### REQUIREMENT
Pull every line that includes the word "Target" out of the data below and copy it.

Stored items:
━━━━━━━━━━━━━━━━━━━━━━━━━━━━━━
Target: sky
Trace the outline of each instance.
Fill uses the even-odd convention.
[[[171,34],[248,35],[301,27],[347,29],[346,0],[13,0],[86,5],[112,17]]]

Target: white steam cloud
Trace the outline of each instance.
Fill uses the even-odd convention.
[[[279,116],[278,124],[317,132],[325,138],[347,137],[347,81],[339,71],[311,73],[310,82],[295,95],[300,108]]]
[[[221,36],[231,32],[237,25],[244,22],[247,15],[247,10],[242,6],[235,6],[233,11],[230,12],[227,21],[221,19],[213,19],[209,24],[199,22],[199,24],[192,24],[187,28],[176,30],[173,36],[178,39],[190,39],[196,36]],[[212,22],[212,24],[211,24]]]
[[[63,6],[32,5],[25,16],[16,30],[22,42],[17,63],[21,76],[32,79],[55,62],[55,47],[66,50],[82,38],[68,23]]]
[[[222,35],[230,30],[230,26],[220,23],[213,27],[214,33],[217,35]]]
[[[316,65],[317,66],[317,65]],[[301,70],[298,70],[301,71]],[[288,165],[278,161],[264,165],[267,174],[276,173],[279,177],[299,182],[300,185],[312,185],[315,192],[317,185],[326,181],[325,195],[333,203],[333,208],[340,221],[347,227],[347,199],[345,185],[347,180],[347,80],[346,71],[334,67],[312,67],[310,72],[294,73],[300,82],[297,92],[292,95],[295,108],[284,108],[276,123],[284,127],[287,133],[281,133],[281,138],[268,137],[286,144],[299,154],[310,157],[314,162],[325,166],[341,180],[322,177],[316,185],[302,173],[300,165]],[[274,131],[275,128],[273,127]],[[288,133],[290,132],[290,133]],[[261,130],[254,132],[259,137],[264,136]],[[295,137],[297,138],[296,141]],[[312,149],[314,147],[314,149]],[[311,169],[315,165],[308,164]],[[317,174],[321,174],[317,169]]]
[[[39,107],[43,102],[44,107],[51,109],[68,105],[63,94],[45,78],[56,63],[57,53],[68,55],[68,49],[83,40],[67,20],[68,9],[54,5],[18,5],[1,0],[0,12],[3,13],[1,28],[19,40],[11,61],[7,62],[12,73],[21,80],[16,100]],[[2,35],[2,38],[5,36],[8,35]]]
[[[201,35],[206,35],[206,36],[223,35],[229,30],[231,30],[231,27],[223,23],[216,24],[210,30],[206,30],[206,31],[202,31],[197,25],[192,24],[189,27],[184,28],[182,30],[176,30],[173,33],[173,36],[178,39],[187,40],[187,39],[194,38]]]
━━━━━━━━━━━━━━━━━━━━━━━━━━━━━━
### RESPONSE TO THE EXERCISE
Target: sky
Target: white steam cloud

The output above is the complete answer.